• Task instructions: Each record below should appear again exactly as written.

• Task data:
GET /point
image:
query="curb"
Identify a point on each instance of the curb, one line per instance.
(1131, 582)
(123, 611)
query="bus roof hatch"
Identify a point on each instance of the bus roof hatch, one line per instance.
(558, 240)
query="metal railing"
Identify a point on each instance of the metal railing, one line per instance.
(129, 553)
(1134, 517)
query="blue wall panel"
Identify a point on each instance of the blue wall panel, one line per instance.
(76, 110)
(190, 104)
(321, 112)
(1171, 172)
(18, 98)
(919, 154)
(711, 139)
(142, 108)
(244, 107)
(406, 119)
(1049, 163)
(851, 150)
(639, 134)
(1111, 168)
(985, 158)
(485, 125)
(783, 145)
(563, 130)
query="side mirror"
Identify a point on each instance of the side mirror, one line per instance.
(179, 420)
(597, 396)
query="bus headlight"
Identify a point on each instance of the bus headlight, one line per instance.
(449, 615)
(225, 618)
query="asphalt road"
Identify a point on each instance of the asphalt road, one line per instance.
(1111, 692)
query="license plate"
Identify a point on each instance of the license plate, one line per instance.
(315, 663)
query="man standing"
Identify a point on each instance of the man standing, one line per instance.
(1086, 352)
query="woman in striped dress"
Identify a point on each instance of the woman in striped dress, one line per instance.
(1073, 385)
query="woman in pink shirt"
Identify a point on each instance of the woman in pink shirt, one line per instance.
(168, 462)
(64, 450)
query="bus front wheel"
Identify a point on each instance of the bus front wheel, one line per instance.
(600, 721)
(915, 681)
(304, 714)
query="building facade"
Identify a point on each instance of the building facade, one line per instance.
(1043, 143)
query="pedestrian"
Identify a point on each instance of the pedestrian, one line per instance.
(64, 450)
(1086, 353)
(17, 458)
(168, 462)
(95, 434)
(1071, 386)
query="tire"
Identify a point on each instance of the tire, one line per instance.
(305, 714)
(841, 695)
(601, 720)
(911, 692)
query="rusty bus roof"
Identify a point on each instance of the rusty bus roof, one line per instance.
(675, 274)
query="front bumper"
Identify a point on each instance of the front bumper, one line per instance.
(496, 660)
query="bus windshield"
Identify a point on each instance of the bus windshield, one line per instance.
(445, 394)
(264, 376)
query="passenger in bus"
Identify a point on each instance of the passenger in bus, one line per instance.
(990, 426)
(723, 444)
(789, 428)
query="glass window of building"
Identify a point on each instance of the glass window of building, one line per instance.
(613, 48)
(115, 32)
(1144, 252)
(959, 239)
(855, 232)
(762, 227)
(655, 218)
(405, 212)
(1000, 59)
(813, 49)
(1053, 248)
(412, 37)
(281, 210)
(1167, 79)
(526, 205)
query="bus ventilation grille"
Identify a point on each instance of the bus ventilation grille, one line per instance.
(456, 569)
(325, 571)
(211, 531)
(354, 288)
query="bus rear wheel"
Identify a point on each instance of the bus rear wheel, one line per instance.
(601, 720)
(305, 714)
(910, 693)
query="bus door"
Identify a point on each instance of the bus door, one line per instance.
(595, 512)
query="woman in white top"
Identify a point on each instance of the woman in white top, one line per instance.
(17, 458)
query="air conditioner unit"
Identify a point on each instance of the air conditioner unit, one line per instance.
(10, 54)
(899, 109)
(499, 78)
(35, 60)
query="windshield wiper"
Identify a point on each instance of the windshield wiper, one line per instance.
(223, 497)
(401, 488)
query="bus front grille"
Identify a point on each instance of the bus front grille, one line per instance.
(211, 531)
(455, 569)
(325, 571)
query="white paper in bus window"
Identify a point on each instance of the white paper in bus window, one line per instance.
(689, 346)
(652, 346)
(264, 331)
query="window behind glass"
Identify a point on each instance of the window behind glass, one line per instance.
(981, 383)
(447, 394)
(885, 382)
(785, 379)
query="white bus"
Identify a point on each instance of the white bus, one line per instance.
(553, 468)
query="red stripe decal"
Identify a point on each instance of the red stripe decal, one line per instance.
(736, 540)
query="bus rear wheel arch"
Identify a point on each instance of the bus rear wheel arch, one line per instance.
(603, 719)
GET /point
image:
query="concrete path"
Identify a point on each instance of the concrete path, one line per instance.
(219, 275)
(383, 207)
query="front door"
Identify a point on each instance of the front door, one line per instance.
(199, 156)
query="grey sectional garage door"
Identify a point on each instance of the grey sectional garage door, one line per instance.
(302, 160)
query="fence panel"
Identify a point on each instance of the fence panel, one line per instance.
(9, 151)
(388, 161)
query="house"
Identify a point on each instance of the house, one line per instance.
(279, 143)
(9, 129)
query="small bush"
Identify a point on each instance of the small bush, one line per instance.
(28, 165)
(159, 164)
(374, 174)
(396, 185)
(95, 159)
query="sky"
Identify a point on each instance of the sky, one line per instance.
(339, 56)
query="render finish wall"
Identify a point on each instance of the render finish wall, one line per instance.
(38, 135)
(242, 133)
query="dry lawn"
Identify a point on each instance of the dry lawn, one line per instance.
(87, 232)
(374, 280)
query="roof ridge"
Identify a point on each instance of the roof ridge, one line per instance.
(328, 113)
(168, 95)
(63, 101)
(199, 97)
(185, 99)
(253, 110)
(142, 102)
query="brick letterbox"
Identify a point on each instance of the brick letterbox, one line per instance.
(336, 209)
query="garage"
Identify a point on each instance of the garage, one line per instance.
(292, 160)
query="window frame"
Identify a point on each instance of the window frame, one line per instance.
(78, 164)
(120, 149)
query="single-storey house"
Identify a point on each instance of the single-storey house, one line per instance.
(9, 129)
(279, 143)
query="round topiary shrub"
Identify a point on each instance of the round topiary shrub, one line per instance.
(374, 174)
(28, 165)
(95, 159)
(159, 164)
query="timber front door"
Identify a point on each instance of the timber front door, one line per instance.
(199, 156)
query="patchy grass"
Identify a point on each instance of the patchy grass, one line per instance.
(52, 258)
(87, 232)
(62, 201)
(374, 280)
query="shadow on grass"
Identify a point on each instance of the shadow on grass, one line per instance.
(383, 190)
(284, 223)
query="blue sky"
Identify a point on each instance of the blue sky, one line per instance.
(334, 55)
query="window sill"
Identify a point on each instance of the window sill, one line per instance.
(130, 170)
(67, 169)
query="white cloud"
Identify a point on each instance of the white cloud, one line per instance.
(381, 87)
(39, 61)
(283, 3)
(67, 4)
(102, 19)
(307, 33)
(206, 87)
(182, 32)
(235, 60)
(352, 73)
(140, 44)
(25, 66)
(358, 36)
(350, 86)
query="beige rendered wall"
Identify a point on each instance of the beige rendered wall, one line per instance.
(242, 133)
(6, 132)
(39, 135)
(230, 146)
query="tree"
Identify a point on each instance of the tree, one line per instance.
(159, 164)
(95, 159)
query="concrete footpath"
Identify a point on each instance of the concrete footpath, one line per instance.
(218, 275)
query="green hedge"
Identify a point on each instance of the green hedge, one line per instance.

• Answer below:
GET /point
image:
query="curb"
Identify a point on each instance of the curb, one line per instance.
(1131, 582)
(123, 611)
query="bus roof hatch"
Identify a point on each instance of the bus roof hatch, one line per instance.
(558, 240)
query="metal railing"
Identify a point on each instance of the metal railing, one line per instance.
(129, 553)
(1134, 517)
query="blue wall panel"
Identify a point on each instance of the blue wall panel, one line per instance.
(76, 110)
(190, 104)
(321, 112)
(1171, 172)
(18, 98)
(919, 154)
(711, 139)
(142, 108)
(244, 107)
(406, 119)
(1049, 163)
(851, 150)
(639, 134)
(1111, 168)
(985, 158)
(485, 125)
(783, 145)
(563, 130)
query="side mirror"
Identify a point on each instance of the side mirror, one line per instance.
(179, 420)
(597, 396)
query="bus headlight"
Identify a point on each instance of the bus headlight, one line per instance.
(449, 615)
(225, 618)
query="asphalt road"
Identify a point on each instance of the asphalt road, one line per instance.
(1111, 692)
query="license plate"
Identify a point on each instance of the license plate, one line per instance.
(315, 663)
query="man standing"
Identify a point on each instance of the man standing, one line per instance.
(1086, 352)
query="woman in striped dress"
Identify a point on each instance of the woman in striped dress, one line per instance.
(1073, 385)
query="woman in pink shirt"
Identify a point on each instance of the woman in pink shirt, one line per instance.
(168, 462)
(64, 450)
query="bus front wheel"
Identify a point on each instance of the bus front wheel, one line per instance.
(600, 721)
(915, 681)
(304, 714)
query="building facade"
Identify a point on each instance of the building facade, one line per instance.
(1043, 143)
query="pedestrian"
Identify a point on each instance of the pedestrian, one line per instance.
(64, 450)
(1086, 353)
(17, 458)
(168, 462)
(95, 434)
(1071, 386)
query="tire"
Identify a point on each instance of the tire, one line per instance.
(305, 714)
(841, 695)
(601, 720)
(911, 692)
query="rusty bus roof"
Identify a point on each instance of the rusty bus roof, one line per instance.
(675, 274)
query="front bumper"
Identify a point on each instance of the front bumper, one line per instance.
(496, 660)
query="bus windshield"
Identify a point on each instance of the bus windshield, one line per instance.
(445, 394)
(264, 376)
query="passenger in bus"
Identify a point on each instance of the passenger in bus, one line per instance.
(990, 426)
(723, 444)
(789, 428)
query="glass window of building"
Identify a point on each instance of the glass window of building, one line per instance.
(613, 48)
(115, 32)
(1144, 252)
(959, 239)
(855, 232)
(762, 227)
(655, 218)
(405, 212)
(1000, 59)
(813, 49)
(1053, 248)
(412, 37)
(281, 210)
(1167, 79)
(526, 205)
query="bus ventilation grille"
Identify a point on each instance of the bus ventilation grille, one line per instance.
(456, 569)
(325, 571)
(211, 531)
(354, 288)
query="bus rear wheel"
Identify a point on each instance of the bus rear wheel, one line per instance.
(601, 720)
(305, 714)
(910, 693)
query="bus door"
Identify a point on each instance of the bus door, one line per instance.
(595, 512)
query="woman in white top"
Identify a point on each instance of the woman in white top, one line per instance.
(17, 458)
query="air conditioner unit"
Identify a point on each instance of the air conditioner unit, one line per instance.
(10, 54)
(899, 109)
(499, 78)
(35, 60)
query="windshield wiper"
Identify a point on each instance of the windshield wiper, one line per instance.
(223, 497)
(401, 488)
query="bus front grille"
Identify a point on each instance of the bus front grille, one line per instance.
(211, 531)
(455, 569)
(325, 571)
query="white paper in bus window"
Identify a point on each instance of the white paper in bus window, one line per instance.
(689, 346)
(652, 346)
(264, 331)
query="window behind glass"
Identify a point on each instance of the window behind glass, one line per instance.
(981, 383)
(447, 394)
(885, 382)
(785, 379)
query="white bus"
Identify a point on each instance of the white bus, one line per instance.
(553, 468)
query="red stripe decal"
Identify a point on each instance of the red stripe decal, one line per instance.
(736, 540)
query="bus rear wheel arch"
Identify a point on each instance of the bus rear wheel arch, one line per instance.
(603, 719)
GET /point
image:
query="concrete path"
Identify a point on each instance of the concrete path, one line per instance.
(219, 275)
(383, 207)
query="front door"
Identify a point on each instance of the front door, one line per instance.
(199, 156)
query="grey sectional garage door"
Identify a point on each instance of the grey sectional garage door, one line per instance.
(302, 160)
query="fence panel"
Identify a point on each instance of the fence panel, one line per instance.
(9, 151)
(388, 161)
query="house"
Identify a point on each instance of the house, one line per instance.
(279, 143)
(9, 129)
query="small bush"
Identify a point on each instance of the small bush, one line per instance.
(28, 165)
(159, 164)
(374, 174)
(396, 185)
(95, 159)
query="sky"
Identify a point on each instance of the sky, one line per instance.
(339, 56)
query="render finish wall"
Identify a point on each instance of the render finish wall, one line per instance.
(38, 135)
(242, 133)
query="dry lawn"
Identify a point on each instance of the dry lawn, one line per instance.
(87, 232)
(374, 280)
query="roof ridge"
Identify a point on each instance of the roof ridge, one line per instance.
(328, 113)
(168, 95)
(63, 101)
(199, 97)
(185, 99)
(253, 110)
(142, 102)
query="brick letterbox"
Identify a point on each instance of the brick letterbox, one line per instance.
(336, 209)
query="garage"
Identify a point on each instance of the garage, one line per instance.
(292, 160)
query="window frame"
Identify a point on each instance of the window frame, one line per instance.
(78, 164)
(120, 149)
query="single-storey house"
Identify a point on each instance of the single-storey house, one line per instance.
(9, 129)
(279, 143)
query="round topiary shrub"
Identify a point on each instance of the round topiary shrub, one line per instance.
(374, 174)
(28, 165)
(95, 159)
(159, 164)
query="timber front door"
Identify a point on each instance of the timber front door, one line per instance.
(199, 156)
query="patchy grass"
Identify a point on each instance of the patchy grass, one line per instance.
(52, 258)
(87, 232)
(62, 201)
(374, 280)
query="shadow on grass"
Identify a point on each instance of the shadow on grass, one line per instance.
(383, 190)
(284, 223)
query="blue sky"
Identify a point on each instance of the blue sky, one line per instance.
(334, 55)
query="window sill"
Identify a point on each instance of the window sill, one line per instance.
(130, 170)
(67, 169)
query="white cloud"
Identify a point on each instance of the white cloud, one line per instance.
(381, 87)
(39, 61)
(283, 3)
(67, 4)
(102, 19)
(307, 33)
(206, 87)
(182, 32)
(235, 60)
(352, 73)
(140, 44)
(25, 66)
(358, 36)
(350, 86)
query="beige rendered wall"
Identify a point on each instance of the beige rendered wall, one line per instance.
(242, 133)
(6, 132)
(39, 135)
(230, 146)
query="tree"
Identify a point on each instance of the tree, one line per instance.
(159, 164)
(95, 159)
query="concrete footpath"
Identify a point on each instance of the concrete footpath, one line per instance.
(218, 275)
query="green hedge"
Identify a point on each instance of the green hedge, one line per instance.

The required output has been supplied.